* _Dataset records_:
....

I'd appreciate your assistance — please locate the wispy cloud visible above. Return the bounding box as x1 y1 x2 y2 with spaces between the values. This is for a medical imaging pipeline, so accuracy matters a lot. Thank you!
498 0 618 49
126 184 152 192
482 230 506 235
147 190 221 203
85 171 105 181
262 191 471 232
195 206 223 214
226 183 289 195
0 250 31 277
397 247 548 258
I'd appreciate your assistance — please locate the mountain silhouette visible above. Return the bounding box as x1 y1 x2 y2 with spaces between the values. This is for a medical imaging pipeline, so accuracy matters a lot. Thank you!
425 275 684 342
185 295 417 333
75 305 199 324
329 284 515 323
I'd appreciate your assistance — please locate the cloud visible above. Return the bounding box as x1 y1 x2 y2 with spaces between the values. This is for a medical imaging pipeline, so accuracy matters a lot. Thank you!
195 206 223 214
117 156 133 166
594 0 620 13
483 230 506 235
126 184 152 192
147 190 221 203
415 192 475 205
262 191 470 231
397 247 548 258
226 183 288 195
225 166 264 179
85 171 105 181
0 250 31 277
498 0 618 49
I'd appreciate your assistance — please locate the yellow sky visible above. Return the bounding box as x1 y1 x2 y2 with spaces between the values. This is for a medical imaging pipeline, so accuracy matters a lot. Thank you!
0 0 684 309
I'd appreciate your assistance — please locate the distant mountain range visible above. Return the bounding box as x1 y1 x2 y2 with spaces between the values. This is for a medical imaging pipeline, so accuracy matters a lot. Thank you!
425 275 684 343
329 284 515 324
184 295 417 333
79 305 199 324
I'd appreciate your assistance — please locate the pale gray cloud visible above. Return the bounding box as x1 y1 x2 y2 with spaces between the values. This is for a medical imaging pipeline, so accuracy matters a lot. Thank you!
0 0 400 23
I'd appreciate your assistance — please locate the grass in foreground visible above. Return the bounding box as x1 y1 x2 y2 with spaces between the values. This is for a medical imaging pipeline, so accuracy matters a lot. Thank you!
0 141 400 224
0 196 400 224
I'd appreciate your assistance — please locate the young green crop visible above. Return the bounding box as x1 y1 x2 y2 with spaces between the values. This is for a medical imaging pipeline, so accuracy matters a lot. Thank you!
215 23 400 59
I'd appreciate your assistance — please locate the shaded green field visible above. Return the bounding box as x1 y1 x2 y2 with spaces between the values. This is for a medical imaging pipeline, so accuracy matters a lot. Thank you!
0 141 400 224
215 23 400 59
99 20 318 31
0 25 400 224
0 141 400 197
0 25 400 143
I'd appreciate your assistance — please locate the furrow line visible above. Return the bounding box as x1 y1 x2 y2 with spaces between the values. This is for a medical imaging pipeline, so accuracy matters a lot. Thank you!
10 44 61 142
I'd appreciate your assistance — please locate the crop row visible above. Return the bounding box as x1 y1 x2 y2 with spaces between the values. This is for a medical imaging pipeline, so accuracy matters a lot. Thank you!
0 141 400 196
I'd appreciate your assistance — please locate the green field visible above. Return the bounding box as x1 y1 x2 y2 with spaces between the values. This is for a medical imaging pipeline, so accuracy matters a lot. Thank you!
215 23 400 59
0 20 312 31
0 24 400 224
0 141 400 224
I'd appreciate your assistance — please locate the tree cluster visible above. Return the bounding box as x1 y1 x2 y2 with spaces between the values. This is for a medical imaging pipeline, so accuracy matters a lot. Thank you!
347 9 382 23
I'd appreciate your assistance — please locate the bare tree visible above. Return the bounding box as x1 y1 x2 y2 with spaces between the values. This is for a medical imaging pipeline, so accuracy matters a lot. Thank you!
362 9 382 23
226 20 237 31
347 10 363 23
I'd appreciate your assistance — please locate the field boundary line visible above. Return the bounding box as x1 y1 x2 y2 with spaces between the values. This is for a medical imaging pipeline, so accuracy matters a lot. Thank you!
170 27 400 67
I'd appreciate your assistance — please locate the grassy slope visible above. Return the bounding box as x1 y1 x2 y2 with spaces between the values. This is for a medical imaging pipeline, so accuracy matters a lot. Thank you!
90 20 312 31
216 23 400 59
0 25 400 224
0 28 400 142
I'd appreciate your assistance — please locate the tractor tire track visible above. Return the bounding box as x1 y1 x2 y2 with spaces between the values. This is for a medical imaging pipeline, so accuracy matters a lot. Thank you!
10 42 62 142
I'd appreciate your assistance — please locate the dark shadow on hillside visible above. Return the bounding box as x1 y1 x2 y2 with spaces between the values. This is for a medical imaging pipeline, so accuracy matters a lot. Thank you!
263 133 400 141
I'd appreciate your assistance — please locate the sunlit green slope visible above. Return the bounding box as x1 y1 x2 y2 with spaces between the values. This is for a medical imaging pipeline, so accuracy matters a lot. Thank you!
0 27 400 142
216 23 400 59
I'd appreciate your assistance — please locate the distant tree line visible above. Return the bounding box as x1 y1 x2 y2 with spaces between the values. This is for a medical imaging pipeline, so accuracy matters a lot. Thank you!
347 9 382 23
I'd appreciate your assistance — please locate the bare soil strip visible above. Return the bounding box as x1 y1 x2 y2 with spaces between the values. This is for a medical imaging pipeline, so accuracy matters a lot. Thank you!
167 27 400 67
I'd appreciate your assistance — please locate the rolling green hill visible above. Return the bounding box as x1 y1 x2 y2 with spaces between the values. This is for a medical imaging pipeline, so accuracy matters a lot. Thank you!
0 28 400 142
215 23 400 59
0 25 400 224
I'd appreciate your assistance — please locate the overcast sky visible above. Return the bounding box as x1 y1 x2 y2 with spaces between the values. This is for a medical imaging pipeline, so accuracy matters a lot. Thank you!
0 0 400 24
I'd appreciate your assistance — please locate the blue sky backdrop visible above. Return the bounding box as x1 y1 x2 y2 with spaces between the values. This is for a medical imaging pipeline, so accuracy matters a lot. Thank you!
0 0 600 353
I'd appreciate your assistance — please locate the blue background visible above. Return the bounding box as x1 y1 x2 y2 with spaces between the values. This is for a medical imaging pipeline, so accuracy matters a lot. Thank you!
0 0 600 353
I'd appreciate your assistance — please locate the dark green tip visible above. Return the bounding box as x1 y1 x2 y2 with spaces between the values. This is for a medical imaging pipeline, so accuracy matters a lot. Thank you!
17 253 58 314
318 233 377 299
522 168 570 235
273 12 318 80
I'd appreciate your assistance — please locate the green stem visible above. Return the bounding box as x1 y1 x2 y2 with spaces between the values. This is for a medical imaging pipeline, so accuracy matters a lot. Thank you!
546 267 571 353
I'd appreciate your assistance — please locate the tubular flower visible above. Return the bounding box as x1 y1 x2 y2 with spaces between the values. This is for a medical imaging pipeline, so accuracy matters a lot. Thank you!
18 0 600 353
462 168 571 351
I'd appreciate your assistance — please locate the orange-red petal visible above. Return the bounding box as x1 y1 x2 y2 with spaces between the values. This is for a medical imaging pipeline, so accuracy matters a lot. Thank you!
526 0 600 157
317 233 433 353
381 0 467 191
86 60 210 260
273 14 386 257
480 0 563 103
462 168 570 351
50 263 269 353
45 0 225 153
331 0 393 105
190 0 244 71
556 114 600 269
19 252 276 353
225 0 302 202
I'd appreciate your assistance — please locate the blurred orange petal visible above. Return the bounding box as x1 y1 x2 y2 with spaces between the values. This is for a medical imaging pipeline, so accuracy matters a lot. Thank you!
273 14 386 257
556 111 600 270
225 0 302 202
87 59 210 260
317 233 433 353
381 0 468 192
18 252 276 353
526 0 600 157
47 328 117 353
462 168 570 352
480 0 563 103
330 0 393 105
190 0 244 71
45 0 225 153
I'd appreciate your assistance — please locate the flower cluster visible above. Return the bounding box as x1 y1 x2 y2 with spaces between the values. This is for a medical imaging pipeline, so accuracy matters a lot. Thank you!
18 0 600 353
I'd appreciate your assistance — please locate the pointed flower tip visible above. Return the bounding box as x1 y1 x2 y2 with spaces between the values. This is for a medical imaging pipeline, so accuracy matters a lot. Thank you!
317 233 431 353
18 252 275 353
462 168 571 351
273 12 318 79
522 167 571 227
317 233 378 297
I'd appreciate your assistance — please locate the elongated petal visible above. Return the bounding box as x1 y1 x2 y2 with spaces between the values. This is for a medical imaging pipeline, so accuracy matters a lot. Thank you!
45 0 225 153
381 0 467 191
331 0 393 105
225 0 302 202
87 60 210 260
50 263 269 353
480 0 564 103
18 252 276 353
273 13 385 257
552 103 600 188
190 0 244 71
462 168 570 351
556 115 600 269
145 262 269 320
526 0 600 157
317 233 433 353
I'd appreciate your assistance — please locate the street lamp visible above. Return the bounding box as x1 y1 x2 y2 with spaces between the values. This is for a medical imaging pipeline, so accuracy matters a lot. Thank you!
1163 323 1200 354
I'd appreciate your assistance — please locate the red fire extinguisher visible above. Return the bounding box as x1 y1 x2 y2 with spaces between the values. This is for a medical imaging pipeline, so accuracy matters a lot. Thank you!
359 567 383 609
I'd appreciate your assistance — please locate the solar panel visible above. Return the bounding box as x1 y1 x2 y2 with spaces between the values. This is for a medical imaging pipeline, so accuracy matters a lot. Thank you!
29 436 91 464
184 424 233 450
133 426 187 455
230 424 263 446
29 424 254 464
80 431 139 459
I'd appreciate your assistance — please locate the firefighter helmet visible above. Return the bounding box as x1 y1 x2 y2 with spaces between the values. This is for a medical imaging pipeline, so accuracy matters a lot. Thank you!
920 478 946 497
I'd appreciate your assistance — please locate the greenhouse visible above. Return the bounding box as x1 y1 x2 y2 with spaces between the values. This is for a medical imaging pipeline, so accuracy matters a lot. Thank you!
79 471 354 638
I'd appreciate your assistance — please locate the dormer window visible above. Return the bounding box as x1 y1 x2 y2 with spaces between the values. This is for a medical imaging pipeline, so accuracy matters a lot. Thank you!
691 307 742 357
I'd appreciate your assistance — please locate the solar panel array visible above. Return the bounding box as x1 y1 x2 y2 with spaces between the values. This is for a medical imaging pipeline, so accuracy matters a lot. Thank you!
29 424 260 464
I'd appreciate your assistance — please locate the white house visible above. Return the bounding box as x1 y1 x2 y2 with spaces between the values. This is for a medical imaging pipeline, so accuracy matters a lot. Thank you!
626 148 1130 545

....

* _Required task_:
Copy the material from its first line through the line containing "482 230 506 235", inclusive, and replace "wispy cloud" with "thin cloud". Leave everything else unchanged and give only those lines.

* _Result of this task_:
I'd appreciate your assistance — please locate the thin cloud visible above. Return the bounding box as x1 y1 x2 y2 with spaces between the values. This is for a medical imaging pipeline, so accuracy matters a lot. Thank you!
498 0 618 49
126 184 152 192
482 230 506 235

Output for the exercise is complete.